[Stated problem] Rewrite the data below, switching every "biggest circle" to "largest circle" and leaving everything else unchanged.

Dataset rows:
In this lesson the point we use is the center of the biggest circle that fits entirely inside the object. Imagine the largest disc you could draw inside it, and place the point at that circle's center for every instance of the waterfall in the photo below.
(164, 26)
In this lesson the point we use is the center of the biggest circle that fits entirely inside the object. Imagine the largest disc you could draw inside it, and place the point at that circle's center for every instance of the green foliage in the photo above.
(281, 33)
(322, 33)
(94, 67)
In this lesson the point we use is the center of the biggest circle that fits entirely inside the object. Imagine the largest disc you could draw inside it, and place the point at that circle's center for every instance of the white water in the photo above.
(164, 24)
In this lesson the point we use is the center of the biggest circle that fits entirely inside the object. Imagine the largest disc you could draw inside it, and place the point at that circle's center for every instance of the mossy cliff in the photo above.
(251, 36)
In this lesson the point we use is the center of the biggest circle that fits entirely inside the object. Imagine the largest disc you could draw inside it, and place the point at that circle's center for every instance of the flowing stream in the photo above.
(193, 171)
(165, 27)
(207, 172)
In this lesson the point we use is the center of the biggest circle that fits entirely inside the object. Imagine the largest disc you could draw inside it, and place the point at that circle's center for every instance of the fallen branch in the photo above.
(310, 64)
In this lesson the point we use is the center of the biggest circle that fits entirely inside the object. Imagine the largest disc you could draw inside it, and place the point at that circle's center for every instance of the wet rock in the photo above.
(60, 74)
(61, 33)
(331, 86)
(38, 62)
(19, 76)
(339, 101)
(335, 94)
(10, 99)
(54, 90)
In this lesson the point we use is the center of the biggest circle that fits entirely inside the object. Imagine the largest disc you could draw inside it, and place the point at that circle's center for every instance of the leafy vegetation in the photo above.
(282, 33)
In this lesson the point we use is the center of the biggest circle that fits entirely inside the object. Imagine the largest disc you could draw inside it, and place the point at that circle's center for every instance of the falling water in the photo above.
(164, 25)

[Output of the task]
In this lesson the point we use is the center of the largest circle that fits entirely inside the object. Imagine the largest disc you could draw inside it, and place the point at that circle's center for every instance of the waterfall in the photo below.
(164, 26)
In this lesson the point we use is the center of the largest circle that fits entirely inside the object. Imagine the largest disc you could draw inside it, and place the point at that circle's center for every instance of the green foliage in the photo above.
(281, 33)
(322, 33)
(94, 67)
In this lesson the point we use is the center of the largest circle that fits entirely inside the object. Imagine the largest disc you could draw inside it, and place the point at that circle's center for every instance of the white water in the photo above.
(164, 24)
In this lesson the point we use is the center of the largest circle that fits entirely inside the object. Imagine the largest disc you could draw inside it, and place the point at that circle's center for every instance of the mossy cliff in the photo above.
(251, 36)
In this lesson the point we use is the center of the largest circle that fits entirely inside the object. Imagine the largest disc you could draw inside it, and place the point at that circle's center for every instance of the flowing stream in the photo above.
(193, 171)
(165, 27)
(207, 172)
In this lesson the point we use is the center of the largest circle that fits entirely inside the object. Imagine the largest disc you could draw inside it, and place the point at that circle's center for every instance of the fallen branch in the photo above.
(310, 64)
In this lesson the point we use is the center of the largest circle that fits entirely inside the object. Imagine the largest disc you could draw inside it, and place the point at that circle's center for every instance of the wet rock in the photo above.
(60, 74)
(61, 33)
(331, 86)
(38, 62)
(19, 76)
(339, 101)
(335, 94)
(10, 99)
(54, 90)
In this lesson the point we use is the center of the largest circle that fits entirely inside the object. Imagine the largest disc you could draw inside it, and place the point at that circle's center for every instance of the leafy vegetation in the photo above.
(282, 33)
In this lesson the point we use is the center of the largest circle that fits entirely inside the object. Imagine the largest disc you could draw inside it, and place the point at that circle's center for every instance of the falling water in the photo above.
(164, 25)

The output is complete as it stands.